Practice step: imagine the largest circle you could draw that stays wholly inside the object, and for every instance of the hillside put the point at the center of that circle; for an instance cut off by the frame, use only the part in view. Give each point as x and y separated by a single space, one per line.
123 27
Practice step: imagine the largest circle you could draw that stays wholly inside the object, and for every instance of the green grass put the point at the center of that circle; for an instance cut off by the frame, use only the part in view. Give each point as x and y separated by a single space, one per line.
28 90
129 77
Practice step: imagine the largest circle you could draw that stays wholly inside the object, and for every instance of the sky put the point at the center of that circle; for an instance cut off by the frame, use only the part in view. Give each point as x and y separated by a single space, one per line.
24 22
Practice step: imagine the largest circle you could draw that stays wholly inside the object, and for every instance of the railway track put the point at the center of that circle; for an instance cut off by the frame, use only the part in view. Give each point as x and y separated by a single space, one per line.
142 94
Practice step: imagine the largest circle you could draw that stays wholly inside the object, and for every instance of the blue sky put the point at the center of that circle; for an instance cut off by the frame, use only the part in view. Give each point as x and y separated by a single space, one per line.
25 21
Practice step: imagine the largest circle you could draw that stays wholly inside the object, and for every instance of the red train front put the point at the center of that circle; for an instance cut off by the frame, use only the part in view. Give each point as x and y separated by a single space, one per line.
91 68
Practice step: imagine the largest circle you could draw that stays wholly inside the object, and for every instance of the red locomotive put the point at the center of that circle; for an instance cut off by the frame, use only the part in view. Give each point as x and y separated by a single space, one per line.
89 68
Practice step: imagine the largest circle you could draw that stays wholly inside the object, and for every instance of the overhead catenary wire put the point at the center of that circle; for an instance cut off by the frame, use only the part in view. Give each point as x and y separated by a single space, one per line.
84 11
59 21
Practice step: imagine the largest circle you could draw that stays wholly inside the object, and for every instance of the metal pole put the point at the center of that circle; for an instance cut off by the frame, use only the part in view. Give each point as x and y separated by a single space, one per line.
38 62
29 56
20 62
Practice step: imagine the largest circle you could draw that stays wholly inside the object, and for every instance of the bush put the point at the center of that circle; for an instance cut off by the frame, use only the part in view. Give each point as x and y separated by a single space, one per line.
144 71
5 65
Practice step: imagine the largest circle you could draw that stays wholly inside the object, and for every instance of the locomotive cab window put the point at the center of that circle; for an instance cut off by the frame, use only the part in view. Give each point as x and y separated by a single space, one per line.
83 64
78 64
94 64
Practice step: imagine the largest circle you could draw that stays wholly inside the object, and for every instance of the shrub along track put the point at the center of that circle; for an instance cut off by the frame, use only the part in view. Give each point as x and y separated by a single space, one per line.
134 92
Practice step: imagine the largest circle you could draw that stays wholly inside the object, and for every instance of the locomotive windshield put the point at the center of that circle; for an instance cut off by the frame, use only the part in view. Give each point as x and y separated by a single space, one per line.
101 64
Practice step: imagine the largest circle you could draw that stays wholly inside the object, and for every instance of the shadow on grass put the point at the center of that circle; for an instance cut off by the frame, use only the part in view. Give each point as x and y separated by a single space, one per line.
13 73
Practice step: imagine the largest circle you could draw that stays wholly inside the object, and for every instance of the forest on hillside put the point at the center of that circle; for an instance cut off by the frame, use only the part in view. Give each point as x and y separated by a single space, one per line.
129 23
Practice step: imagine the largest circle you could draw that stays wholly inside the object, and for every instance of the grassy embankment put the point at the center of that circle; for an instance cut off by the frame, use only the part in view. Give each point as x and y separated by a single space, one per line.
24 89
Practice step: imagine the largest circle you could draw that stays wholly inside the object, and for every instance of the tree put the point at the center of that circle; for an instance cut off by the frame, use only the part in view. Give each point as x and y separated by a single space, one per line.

★ ★ ★ ★

## WORK ORDER
A word-for-word copy of the data is the expected answer.

## REPLY
Practice step: imagine the largest circle you could draw that stays wholly inside the object, and for every instance of the hillside put the point at the center of that circle; for an instance cut off by the frame, use only the part in view. Give each point as x and y separated by a single space, one per line.
123 27
Practice step: imagine the largest circle you could draw that stays wholly inside the object, and for every instance of the green grass put the point at the center of that circle; for an instance cut off by the frame, use only the part in view. Give each point as x and y separated by a single space, one per line.
28 90
129 77
Practice step: imagine the largest circle you could draw that stays wholly inside the object, and for every instance of the sky put the point at the center of that circle; for an instance cut off by the frame, use only the part in view. Give each point as x and y separated by a single space, one per line.
24 22
Practice step: imagine the largest circle you could draw that stays wholly inside the object, and for every instance of the railway track put the point at the center of that circle; for an instance cut off by the frame, use only the part in view. Give each point as x and y separated by a single space, one per line.
142 94
Practice step: imagine the largest circle you could draw that stays wholly inside the object, and for every instance of the blue sky put the point at the center of that circle; for an instance cut off by the frame, use only the part in view. Give each point as x and y separated by a single space, one per line.
25 21
Practice step: imagine the largest circle you could draw that stays wholly inside the object, and for every instance of the red train front put the point at the center of that circle; for an instance cut off by the frame, use only the part in view. Give each point as x and y separated by a single space, one per line.
91 68
Practice step: imagine the largest circle you could draw that stays wholly inside the object, and for every instance of the red locomotive put the point at the center of that circle; for an instance cut off by the frame, use only the part in view. Give each point as x and y separated by a single space, one per line.
89 68
Practice step: imagine the largest circle you could draw that stays wholly inside the object, and for every instance of the overhead catenary wire put the point at the center of that circle; for an instance cut off by the frame, use only the part in view. Give each point as x and y separated by a single space, one per line.
84 11
59 21
Practice step: imagine the largest circle you could draw that stays wholly inside the object, and for every instance of the metal pole put the point at the center of that circle; for an instance cut off by the frame, use only the part in view. Give each point as x and y separated by a single space, one per line.
38 62
29 56
20 62
Practice step: imagine the largest circle you could draw that stays wholly inside the object, and for every instance of the bush put the point at the center of that circle; for an instance cut off by the frame, use only the part in view. Give each point as x and y separated by a single space, one per line.
144 71
5 65
Practice step: imagine the largest circle you could draw that stays wholly inside the object, and for every instance of the locomotive cab window put the point at the center of that circle; for an instance cut off by the frame, use only the part in view. Give each point as x and y separated by a single space, one per line.
83 64
78 64
94 64
Practice step: imagine the largest circle you could draw that stays wholly inside the object, and for every instance of the shrub along track put the point at the center of that circle; for an instance cut off by the frame, use only the part in view. Give each point as x and y separated by a single space, one per line.
134 92
Practice step: imagine the largest circle you could draw that stays wholly inside the object, and for every instance of the locomotive windshield put the point at the center of that circle; for an instance cut off by the frame, use only the part in view. Give each point as x and y separated by a single space, one per line.
101 64
Practice step: imagine the largest circle you could draw that stays wholly inside the object, and for every instance of the shadow on grass put the point at the center of that circle; for an instance cut off by the frame, use only the part in view. Give each point as x and y separated by a single space, one per line.
13 73
Practice step: imagine the largest circle you could draw that stays wholly inside the object, and for every instance of the forest on hillside put the point at the center of that circle; for an instance cut off by the frame, use only the part in view. Give each point as x and y separated by a single space, one per line.
129 23
Practice step: imagine the largest circle you could draw that stays wholly inside the object, and for every instance of the grassy embankment put the point at the center of that circle; for an instance cut off by the frame, use only the part in view. Give each point as x and y separated by a single space, one per line.
24 89
Practice step: imagine the largest circle you could draw that stays wholly inside the object, and for every instance of the tree put the point at the center of that circle; for an instance cut off by the frame, use only the part in view. Give each point as x and y separated by a single space, one per line.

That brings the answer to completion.